> MATERIAL FOR THE TASK
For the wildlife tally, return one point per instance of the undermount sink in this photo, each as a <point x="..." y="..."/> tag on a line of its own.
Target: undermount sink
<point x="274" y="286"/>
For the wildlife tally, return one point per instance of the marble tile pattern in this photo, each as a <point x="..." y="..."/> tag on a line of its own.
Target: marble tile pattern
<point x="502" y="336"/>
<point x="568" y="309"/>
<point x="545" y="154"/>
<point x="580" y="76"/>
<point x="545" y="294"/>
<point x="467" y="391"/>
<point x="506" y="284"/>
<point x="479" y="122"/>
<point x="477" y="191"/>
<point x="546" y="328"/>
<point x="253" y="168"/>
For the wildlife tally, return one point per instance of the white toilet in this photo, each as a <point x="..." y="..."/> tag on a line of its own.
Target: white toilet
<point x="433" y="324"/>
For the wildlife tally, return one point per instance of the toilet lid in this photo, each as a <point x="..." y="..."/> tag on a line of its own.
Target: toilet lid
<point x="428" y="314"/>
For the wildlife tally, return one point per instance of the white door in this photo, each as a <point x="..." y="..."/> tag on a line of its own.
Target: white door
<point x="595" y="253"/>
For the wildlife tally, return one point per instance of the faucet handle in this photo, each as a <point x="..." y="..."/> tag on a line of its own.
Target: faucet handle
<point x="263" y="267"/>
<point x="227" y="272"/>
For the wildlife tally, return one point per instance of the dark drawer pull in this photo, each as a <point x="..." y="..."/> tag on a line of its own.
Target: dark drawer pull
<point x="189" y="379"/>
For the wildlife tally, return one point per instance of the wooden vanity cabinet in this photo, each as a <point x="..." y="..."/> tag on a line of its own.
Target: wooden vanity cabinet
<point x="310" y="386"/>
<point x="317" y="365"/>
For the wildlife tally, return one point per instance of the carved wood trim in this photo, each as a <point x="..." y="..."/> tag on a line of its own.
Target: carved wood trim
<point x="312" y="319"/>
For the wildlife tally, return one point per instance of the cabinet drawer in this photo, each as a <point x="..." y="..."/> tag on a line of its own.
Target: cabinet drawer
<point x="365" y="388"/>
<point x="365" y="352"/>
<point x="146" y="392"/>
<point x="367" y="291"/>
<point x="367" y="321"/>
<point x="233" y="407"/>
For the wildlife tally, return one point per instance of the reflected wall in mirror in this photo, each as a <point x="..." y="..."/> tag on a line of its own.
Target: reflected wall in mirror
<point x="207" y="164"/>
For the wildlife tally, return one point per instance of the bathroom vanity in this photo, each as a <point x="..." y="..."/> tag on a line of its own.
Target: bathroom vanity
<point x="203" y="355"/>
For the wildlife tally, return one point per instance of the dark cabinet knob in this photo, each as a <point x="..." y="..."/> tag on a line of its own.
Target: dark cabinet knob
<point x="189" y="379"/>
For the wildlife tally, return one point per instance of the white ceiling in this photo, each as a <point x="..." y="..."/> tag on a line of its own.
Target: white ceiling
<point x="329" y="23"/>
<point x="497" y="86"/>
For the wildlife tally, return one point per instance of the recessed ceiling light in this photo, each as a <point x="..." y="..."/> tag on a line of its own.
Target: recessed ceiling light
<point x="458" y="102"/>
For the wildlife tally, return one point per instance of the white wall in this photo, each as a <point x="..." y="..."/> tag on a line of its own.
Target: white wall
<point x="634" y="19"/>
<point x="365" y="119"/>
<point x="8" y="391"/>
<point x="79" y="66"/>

> SHORT PROBLEM
Set out every line of the rows above as a Markdown table with the columns No. and Line. Number the lines in order and leave out blank ones.

> RESPONSE TO THE TASK
| No. | Line |
|---|---|
| 1 | For the wildlife tally, return one point per instance of the undermount sink in this photo, each as a <point x="..." y="..."/> tag on a line of its own. |
| 2 | Target: undermount sink |
| 3 | <point x="274" y="286"/> |
| 4 | For the wildlife tally, return one point per instance of the marble tile pattern in this photo, each as a <point x="..." y="..."/> tag on a line of its own. |
| 5 | Target: marble tile pattern |
| 6 | <point x="502" y="336"/> |
| 7 | <point x="568" y="309"/> |
| 8 | <point x="545" y="154"/> |
| 9 | <point x="580" y="76"/> |
| 10 | <point x="545" y="294"/> |
| 11 | <point x="467" y="391"/> |
| 12 | <point x="506" y="284"/> |
| 13 | <point x="479" y="122"/> |
| 14 | <point x="477" y="191"/> |
| 15 | <point x="546" y="328"/> |
| 16 | <point x="253" y="168"/> |
| 17 | For the wildlife tally, return one point per instance of the white toilet in this photo, each as a <point x="..." y="..."/> tag on a line of its own. |
| 18 | Target: white toilet |
| 19 | <point x="433" y="324"/> |
| 20 | For the wildlife tally, return one point per instance of the toilet lid in this photo, each as a <point x="..." y="..."/> tag on a line of its own. |
| 21 | Target: toilet lid |
| 22 | <point x="428" y="314"/> |
| 23 | For the wildlife tally, return one point per instance of the white door in this photo, each as a <point x="..." y="..."/> tag on a line of its own. |
| 24 | Target: white door |
| 25 | <point x="595" y="253"/> |
| 26 | For the wildlife tally, return one point per instance of the faucet handle in this photo, each as a <point x="..." y="..."/> tag on a line of its own. |
| 27 | Target: faucet handle |
| 28 | <point x="263" y="267"/> |
| 29 | <point x="227" y="272"/> |
| 30 | For the wildlife tally, return one point per instance of the dark drawer pull in this photo, each as a <point x="..." y="..."/> tag on a line of its own. |
| 31 | Target: dark drawer pull |
| 32 | <point x="189" y="379"/> |
| 33 | For the wildlife tally, return one point per instance of the wooden vanity cabinet in this photo, each as a <point x="..." y="..."/> tag on a line of its own. |
| 34 | Target: wooden vanity cabinet |
| 35 | <point x="310" y="386"/> |
| 36 | <point x="317" y="365"/> |
| 37 | For the wildlife tally, return one point per instance of the carved wood trim in this photo, each as a <point x="..." y="..."/> tag on a line of its own. |
| 38 | Target: carved wood trim |
| 39 | <point x="312" y="319"/> |
| 40 | For the wildlife tally, return one point per instance of the cabinet drawer in this photo, each as a <point x="..." y="..."/> tag on a line of its own. |
| 41 | Target: cabinet drawer |
| 42 | <point x="365" y="388"/> |
| 43 | <point x="365" y="352"/> |
| 44 | <point x="146" y="392"/> |
| 45 | <point x="367" y="291"/> |
| 46 | <point x="367" y="321"/> |
| 47 | <point x="233" y="407"/> |
| 48 | For the wildlife tally, return one point per instance of the reflected wall in mirror in this photo, each as a <point x="..." y="..."/> tag on a line of its own. |
| 49 | Target: reflected wall in mirror |
| 50 | <point x="207" y="164"/> |
| 51 | For the wildlife tally, return one point per instance of the bathroom vanity in this photo, each as a <point x="..." y="..."/> tag on a line of its own. |
| 52 | Target: bathroom vanity |
| 53 | <point x="203" y="355"/> |
| 54 | For the wildlife tally, return one point per instance of the dark cabinet knob in this photo, each as a <point x="..." y="..."/> tag on a line of its own. |
| 55 | Target: dark cabinet knob |
| 56 | <point x="189" y="379"/> |
| 57 | For the wildlife tally, return one point per instance of the white ceiling in this photo, each as a <point x="..." y="..."/> tag on a line of its own. |
| 58 | Target: white ceiling |
| 59 | <point x="329" y="23"/> |
| 60 | <point x="497" y="86"/> |
| 61 | For the wildlife tally, return one point per instance of the recessed ceiling light in this photo, each as a <point x="..." y="..."/> tag on a line of its own. |
| 62 | Target: recessed ceiling light |
| 63 | <point x="458" y="102"/> |
| 64 | For the wildlife tally, return one point per instance of the white wall in this photo, each as a <point x="..." y="..."/> tag on a line of its own. |
| 65 | Target: white wall |
| 66 | <point x="634" y="19"/> |
| 67 | <point x="365" y="119"/> |
| 68 | <point x="8" y="391"/> |
| 69 | <point x="79" y="66"/> |